──────── Trecho da página

Publicado por Frei João de Araújo Santiago | 07/11/2020 - 09:36

XXXII Domingo do Tempo Comum - (Mateus 25, 1-13)

- “Então o Reino dos céus será semelhante a dez virgens, que saíram com suas lâmpadas ao encontro do esposo” (v. 1).

A vida humana, o nosso peregrinar nesta terra entre tantos sonhos, projetos, afazeres, circunstâncias, realizações, será sempre como um noivado, como uma saída para uma grande novidade, como uma ida para um maior encontro, como um desfecho, um ir ao encontro do esposo, queira ou não. Oxalá, vivamos a vida como um caminhar rumo a uma realização de tudo aquilo que desejamos de bom, de bonito e do mais verdadeiro que possa existir: adentrar nos aposentos do esposo, o nosso Deus.

────────────────
──────── Registros do exercício

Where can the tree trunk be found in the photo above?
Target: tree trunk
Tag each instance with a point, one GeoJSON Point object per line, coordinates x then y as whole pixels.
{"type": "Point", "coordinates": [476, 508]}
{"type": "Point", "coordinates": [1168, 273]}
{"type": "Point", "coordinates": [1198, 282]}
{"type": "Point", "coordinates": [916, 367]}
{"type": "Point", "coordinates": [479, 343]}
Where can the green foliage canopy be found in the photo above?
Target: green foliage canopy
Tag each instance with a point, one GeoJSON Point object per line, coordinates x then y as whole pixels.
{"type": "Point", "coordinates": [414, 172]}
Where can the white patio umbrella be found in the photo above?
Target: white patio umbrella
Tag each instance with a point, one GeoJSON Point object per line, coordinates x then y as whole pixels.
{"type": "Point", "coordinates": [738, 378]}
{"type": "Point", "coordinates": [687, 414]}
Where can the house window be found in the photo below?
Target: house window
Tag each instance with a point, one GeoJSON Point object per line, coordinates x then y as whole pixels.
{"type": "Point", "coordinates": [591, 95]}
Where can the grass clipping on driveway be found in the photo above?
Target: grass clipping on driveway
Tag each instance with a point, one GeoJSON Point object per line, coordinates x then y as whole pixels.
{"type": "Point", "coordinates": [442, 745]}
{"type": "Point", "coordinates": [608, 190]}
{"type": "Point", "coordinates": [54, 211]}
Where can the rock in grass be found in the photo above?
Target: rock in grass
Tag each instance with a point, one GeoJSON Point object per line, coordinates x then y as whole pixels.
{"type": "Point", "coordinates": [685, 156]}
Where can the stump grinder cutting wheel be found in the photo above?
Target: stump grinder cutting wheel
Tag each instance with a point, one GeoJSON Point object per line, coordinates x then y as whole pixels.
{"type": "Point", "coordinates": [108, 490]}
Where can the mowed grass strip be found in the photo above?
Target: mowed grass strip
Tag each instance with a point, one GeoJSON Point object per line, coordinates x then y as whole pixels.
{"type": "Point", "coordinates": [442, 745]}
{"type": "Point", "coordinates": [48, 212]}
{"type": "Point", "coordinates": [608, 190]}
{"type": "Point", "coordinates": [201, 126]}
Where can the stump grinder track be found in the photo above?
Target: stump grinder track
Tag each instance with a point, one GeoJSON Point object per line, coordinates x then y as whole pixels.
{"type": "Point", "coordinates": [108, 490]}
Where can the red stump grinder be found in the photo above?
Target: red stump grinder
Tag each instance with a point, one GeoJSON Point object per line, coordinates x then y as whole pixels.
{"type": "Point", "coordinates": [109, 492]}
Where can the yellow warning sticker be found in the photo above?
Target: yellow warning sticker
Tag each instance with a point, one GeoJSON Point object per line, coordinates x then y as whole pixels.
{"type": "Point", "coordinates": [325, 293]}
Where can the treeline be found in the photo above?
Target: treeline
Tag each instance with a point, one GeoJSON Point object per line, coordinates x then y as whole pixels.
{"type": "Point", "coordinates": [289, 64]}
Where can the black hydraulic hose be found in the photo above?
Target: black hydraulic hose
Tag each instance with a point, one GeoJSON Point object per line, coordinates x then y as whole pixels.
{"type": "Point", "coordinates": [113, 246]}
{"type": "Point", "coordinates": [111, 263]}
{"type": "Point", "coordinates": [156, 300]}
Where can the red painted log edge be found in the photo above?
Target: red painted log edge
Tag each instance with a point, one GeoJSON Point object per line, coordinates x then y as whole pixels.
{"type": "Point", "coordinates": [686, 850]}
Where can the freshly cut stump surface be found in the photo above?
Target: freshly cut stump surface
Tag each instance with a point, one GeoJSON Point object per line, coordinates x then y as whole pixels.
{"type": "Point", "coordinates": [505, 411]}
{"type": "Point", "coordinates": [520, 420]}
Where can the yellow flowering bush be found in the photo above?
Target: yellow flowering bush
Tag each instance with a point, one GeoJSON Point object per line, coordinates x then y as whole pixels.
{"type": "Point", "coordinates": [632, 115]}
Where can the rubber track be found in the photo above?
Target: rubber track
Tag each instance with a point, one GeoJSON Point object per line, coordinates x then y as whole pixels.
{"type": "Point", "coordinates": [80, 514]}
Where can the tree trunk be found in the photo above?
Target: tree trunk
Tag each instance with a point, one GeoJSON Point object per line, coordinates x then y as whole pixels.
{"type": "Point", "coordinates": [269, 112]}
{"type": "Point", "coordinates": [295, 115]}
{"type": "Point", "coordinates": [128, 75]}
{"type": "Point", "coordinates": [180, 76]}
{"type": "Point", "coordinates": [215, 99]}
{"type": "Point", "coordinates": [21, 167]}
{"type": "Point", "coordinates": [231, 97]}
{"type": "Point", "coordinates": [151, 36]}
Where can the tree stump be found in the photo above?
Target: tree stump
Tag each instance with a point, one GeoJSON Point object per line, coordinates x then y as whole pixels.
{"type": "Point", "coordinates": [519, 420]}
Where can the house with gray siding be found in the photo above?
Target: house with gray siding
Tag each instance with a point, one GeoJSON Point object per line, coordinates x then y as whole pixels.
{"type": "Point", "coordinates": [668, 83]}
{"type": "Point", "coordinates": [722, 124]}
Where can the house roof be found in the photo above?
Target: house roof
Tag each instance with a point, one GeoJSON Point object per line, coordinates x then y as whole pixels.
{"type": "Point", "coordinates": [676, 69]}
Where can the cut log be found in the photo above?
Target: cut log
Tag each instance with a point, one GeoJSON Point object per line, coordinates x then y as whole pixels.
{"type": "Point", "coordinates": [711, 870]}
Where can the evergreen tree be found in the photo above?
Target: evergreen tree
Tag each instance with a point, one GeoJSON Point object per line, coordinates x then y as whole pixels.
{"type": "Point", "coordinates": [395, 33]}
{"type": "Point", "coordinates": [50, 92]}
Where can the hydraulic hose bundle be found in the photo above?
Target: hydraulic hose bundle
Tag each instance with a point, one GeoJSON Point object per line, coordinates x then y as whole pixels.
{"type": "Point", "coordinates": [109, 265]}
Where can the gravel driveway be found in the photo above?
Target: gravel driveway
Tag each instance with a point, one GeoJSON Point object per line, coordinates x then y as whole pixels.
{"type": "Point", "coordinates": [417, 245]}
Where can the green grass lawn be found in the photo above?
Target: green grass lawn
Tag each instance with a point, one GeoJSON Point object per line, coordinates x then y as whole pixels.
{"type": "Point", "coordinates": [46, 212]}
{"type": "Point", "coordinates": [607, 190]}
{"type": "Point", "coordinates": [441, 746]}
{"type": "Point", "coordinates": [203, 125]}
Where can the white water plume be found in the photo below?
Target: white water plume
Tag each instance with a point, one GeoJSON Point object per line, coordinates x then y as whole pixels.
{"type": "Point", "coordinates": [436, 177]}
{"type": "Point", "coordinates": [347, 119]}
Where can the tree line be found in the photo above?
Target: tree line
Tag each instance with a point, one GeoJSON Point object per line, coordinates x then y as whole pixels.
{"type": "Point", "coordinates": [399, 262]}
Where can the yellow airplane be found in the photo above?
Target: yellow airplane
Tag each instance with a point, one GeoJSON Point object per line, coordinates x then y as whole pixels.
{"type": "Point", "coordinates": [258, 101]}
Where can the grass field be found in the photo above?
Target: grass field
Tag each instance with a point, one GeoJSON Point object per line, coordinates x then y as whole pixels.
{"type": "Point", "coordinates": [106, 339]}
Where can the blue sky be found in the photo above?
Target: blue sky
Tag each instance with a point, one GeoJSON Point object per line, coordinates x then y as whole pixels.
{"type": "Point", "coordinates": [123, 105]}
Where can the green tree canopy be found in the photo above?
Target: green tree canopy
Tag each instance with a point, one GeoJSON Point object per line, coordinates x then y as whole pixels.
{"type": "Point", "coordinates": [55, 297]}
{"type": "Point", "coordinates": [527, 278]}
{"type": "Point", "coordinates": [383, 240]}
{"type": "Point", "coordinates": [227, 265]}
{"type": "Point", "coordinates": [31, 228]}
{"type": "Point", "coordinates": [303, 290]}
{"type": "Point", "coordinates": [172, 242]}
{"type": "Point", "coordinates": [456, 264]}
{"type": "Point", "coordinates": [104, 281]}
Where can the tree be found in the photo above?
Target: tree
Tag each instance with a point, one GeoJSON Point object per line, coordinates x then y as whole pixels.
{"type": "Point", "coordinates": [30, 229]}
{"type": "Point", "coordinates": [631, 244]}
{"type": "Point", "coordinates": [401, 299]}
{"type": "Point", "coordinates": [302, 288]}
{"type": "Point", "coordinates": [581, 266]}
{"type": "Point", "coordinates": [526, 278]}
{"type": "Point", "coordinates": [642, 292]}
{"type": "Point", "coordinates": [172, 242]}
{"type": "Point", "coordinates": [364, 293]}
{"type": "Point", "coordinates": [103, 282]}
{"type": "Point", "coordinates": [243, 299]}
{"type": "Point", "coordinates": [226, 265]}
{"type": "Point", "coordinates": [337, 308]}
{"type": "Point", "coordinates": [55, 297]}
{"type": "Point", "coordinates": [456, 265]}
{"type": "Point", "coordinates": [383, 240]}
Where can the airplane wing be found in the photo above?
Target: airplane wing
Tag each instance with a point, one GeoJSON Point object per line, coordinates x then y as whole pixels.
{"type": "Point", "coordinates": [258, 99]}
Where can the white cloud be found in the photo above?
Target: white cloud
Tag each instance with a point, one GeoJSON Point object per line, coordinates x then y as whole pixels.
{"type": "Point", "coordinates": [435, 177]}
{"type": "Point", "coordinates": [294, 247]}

────────────────

» **Desafio 1**
Segundo o trecho da página, a que será semelhante o Reino dos céus?
» **Desafio 2**
Devolva, sem qualquer alteração, as linhas dos registros desde a que contém "Where can the airplane" até o fim dos registros.
O trecho da página e os registros não têm nenhuma relação entre si.

» **Resposta final 1**
A dez virgens que saíram com suas lâmpadas ao encontro do esposo.

» **Resposta final 2**
Where can the airplane wing be found in the photo above?
Target: airplane wing
Tag each instance with a point, one GeoJSON Point object per line, coordinates x then y as whole pixels.
{"type": "Point", "coordinates": [258, 99]}
Where can the white cloud be found in the photo above?
Target: white cloud
Tag each instance with a point, one GeoJSON Point object per line, coordinates x then y as whole pixels.
{"type": "Point", "coordinates": [435, 177]}
{"type": "Point", "coordinates": [294, 247]}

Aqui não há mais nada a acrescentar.